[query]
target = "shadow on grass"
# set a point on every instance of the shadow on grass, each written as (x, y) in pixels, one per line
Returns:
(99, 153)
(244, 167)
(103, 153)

______________________________

• [WORK ORDER]:
Nothing is to be left out, and every entry is to be transcribed exactly.

• [RESULT OF THE EXERCISE]:
[query]
target = "shadow on grass"
# set a point on every instance of the shadow on grass, each written as (x, y) in pixels, one per line
Returns:
(99, 153)
(244, 167)
(103, 153)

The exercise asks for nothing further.